EXERCISE PROMPT =
Can you rewrite the items below, changing "tightly fitted" to "closely fitted" wherever it appears and keeping everything else the same?

ITEMS =
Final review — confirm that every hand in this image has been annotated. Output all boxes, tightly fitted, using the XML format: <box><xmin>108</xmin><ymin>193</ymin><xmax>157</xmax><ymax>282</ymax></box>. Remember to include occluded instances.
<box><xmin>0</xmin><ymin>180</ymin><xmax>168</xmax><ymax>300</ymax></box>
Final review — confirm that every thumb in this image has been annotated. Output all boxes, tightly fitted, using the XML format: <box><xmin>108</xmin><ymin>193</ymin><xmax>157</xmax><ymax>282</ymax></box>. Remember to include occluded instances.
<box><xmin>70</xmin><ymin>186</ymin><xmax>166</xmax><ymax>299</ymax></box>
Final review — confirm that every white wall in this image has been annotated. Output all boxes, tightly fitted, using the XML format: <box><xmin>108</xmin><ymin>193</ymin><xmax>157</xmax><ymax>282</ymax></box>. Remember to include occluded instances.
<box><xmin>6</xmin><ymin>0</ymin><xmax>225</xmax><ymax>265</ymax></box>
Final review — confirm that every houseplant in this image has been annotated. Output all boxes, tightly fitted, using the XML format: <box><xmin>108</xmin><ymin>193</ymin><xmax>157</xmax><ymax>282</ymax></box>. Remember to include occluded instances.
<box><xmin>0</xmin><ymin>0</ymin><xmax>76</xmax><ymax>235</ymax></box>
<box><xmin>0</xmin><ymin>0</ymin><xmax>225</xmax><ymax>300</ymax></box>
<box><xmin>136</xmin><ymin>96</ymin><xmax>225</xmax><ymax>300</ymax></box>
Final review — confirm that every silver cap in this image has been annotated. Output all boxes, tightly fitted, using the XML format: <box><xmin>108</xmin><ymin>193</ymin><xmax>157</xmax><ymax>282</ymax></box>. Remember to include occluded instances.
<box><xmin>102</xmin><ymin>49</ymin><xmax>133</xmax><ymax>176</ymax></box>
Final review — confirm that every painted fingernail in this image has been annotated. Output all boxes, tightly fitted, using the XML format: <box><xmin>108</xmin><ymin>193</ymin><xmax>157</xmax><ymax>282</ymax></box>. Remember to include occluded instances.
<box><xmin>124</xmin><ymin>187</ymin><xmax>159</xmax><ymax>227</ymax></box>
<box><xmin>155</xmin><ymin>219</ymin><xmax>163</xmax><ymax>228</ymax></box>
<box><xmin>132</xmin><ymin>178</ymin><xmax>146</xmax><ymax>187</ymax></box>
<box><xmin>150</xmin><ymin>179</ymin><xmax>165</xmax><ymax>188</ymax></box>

THE SOLUTION =
Final review — confirm that every hand in this image has been annotated. Output all boxes, closely fitted, using the XML format: <box><xmin>108</xmin><ymin>193</ymin><xmax>157</xmax><ymax>282</ymax></box>. Remember to include occluded instances.
<box><xmin>0</xmin><ymin>180</ymin><xmax>168</xmax><ymax>300</ymax></box>
Final review — confirm that every thumb in this image has been annotated. Output all boxes, closely fitted, using the XML format: <box><xmin>108</xmin><ymin>193</ymin><xmax>157</xmax><ymax>282</ymax></box>. Remember to include occluded instances.
<box><xmin>70</xmin><ymin>186</ymin><xmax>166</xmax><ymax>299</ymax></box>
Final review — confirm that every white wall in this image has been annotated. Output all boxes, closely fitted, using the XML format: <box><xmin>108</xmin><ymin>193</ymin><xmax>157</xmax><ymax>282</ymax></box>. Remember to include occluded instances.
<box><xmin>6</xmin><ymin>0</ymin><xmax>225</xmax><ymax>265</ymax></box>
Final review — confirm that every houseplant in this image has been annotated. Output all boxes, closely fitted, using the XML format: <box><xmin>108</xmin><ymin>193</ymin><xmax>157</xmax><ymax>282</ymax></box>. Remember to include occluded instances.
<box><xmin>0</xmin><ymin>0</ymin><xmax>76</xmax><ymax>235</ymax></box>
<box><xmin>0</xmin><ymin>0</ymin><xmax>225</xmax><ymax>300</ymax></box>
<box><xmin>136</xmin><ymin>96</ymin><xmax>225</xmax><ymax>300</ymax></box>
Final review — confirm that every silver cap in this image has been annotated. Output all boxes, closely fitted, using the XML format: <box><xmin>108</xmin><ymin>193</ymin><xmax>157</xmax><ymax>282</ymax></box>. Remember to include occluded instances.
<box><xmin>102</xmin><ymin>49</ymin><xmax>133</xmax><ymax>176</ymax></box>
Final review — confirm that every painted fingernail in this image has been annotated. Output all boxes, closely fitted, using the XML format: <box><xmin>108</xmin><ymin>193</ymin><xmax>157</xmax><ymax>282</ymax></box>. Remember to include occluded instances.
<box><xmin>124</xmin><ymin>187</ymin><xmax>159</xmax><ymax>227</ymax></box>
<box><xmin>155</xmin><ymin>219</ymin><xmax>163</xmax><ymax>228</ymax></box>
<box><xmin>132</xmin><ymin>178</ymin><xmax>146</xmax><ymax>187</ymax></box>
<box><xmin>150</xmin><ymin>179</ymin><xmax>165</xmax><ymax>188</ymax></box>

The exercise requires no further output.